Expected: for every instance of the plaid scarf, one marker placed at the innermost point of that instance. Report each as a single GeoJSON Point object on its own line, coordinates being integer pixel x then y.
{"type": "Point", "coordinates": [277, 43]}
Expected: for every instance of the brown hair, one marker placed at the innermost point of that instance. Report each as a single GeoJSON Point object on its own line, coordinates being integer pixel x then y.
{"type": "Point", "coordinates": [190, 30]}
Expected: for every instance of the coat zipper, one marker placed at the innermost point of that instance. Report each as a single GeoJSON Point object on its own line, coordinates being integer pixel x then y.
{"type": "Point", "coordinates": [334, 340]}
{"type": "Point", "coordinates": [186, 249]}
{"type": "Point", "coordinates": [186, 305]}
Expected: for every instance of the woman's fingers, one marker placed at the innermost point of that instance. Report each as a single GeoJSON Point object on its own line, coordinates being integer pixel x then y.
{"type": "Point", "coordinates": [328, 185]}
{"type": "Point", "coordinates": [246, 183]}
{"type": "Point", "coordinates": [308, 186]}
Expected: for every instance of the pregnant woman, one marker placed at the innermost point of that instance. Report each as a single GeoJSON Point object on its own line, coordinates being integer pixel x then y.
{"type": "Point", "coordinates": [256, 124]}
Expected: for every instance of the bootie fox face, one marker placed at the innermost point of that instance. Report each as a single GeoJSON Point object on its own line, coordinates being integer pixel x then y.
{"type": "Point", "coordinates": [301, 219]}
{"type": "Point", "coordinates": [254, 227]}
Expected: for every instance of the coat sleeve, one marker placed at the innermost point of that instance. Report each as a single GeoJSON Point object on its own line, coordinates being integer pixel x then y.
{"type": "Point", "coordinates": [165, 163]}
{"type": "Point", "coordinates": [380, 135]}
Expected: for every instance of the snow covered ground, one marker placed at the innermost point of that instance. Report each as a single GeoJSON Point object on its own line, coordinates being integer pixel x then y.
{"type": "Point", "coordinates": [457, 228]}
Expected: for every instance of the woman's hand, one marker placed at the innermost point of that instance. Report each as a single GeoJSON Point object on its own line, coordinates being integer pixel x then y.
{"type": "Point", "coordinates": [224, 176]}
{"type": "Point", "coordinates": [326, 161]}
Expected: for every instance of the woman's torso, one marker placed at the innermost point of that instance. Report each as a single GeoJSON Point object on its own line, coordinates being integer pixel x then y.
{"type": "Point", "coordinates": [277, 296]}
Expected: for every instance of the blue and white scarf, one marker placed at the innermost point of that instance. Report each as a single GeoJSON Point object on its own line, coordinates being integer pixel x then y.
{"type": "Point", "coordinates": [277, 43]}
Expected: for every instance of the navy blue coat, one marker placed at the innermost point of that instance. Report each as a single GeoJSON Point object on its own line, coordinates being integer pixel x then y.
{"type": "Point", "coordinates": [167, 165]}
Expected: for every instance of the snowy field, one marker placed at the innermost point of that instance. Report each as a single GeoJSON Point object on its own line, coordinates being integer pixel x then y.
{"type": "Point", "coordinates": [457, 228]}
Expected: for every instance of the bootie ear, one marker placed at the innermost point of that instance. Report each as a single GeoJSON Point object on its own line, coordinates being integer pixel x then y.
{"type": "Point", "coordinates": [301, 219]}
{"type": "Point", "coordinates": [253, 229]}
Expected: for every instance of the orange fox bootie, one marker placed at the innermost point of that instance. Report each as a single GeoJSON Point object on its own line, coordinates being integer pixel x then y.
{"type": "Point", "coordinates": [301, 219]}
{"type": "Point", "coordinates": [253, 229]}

AIM
Restate the listing above word for word.

CORRECT ANSWER
Expected: for every instance of the plaid scarf, one marker placed at the innermost point of that instance. Report each as a single GeoJSON Point object on its own line, coordinates being integer pixel x then y.
{"type": "Point", "coordinates": [277, 43]}
Expected: for every instance of the brown hair, one marker placed at the innermost point of that instance. Report each as a single GeoJSON Point object on its own line, coordinates being integer pixel x then y.
{"type": "Point", "coordinates": [190, 30]}
Expected: for every instance of the coat zipper, one marker placed at the innermost point of that instance. Report each as a single GeoJSON Point object on its own line, coordinates being integer pixel x then y.
{"type": "Point", "coordinates": [334, 340]}
{"type": "Point", "coordinates": [186, 249]}
{"type": "Point", "coordinates": [186, 305]}
Expected: for every instance of the woman's fingers, one marker placed at the innermost point of that instance. Report each as a single GeoJSON Point object on its own line, coordinates being integer pixel x then y.
{"type": "Point", "coordinates": [328, 185]}
{"type": "Point", "coordinates": [246, 183]}
{"type": "Point", "coordinates": [308, 186]}
Expected: for every instance of the pregnant woman, one marker placed at the innermost point of that instance. Report each as a single GeoJSON Point object on its own line, coordinates being integer pixel x then y.
{"type": "Point", "coordinates": [256, 124]}
Expected: for every instance of the bootie fox face, one marker placed at the innermost point of that instance. Report each as a single GeoJSON Point object on its own line, coordinates being integer pixel x then y.
{"type": "Point", "coordinates": [301, 219]}
{"type": "Point", "coordinates": [254, 227]}
Expected: for every instance of the coat sleeve, one marker placed at the innermost point of that instance. Report each as a single GeoJSON Point object on its own line, coordinates being integer pixel x then y.
{"type": "Point", "coordinates": [165, 163]}
{"type": "Point", "coordinates": [380, 135]}
Expected: for every instance of the snow covered ground, one marker placed at the innermost point of that instance. Report each as a single GeoJSON Point object on its own line, coordinates being integer pixel x then y.
{"type": "Point", "coordinates": [457, 228]}
Expected: for every instance of the woman's hand, one marker placed at the innermost point of that instance. Report each as a single GeoJSON Point object on its own line, coordinates being integer pixel x then y.
{"type": "Point", "coordinates": [224, 176]}
{"type": "Point", "coordinates": [326, 161]}
Expected: for every instance of the woman's torso, one marker placed at the innermost point of that instance. Report each as a single GeoJSON Point object on its own line, coordinates being integer pixel x then y.
{"type": "Point", "coordinates": [277, 296]}
Expected: for every instance of the blue and white scarf, one marker placed at the innermost point of that instance. Report each as a single GeoJSON Point object on its own line, coordinates being integer pixel x then y.
{"type": "Point", "coordinates": [277, 43]}
Expected: for every instance of the navy blue coat, one marker placed at the innermost point of that instance. Report each as a single GeoJSON Point object on its own line, coordinates being integer pixel x then y.
{"type": "Point", "coordinates": [167, 165]}
Expected: for every instance of the snowy field, one marker placed at the innermost point of that instance. Report each as a single GeoJSON Point object on its own line, coordinates being integer pixel x then y.
{"type": "Point", "coordinates": [457, 228]}
Expected: for every instance of the bootie ear, one marker placed at the innermost point of that instance. Report each as a single GeoJSON Point object on its own line, coordinates being integer pixel x then y.
{"type": "Point", "coordinates": [301, 219]}
{"type": "Point", "coordinates": [253, 229]}
Expected: for every instance of the orange fox bootie, one marker placed at the innermost point of that instance. Report each as a single GeoJSON Point object on its own line, coordinates being integer pixel x then y.
{"type": "Point", "coordinates": [301, 219]}
{"type": "Point", "coordinates": [253, 229]}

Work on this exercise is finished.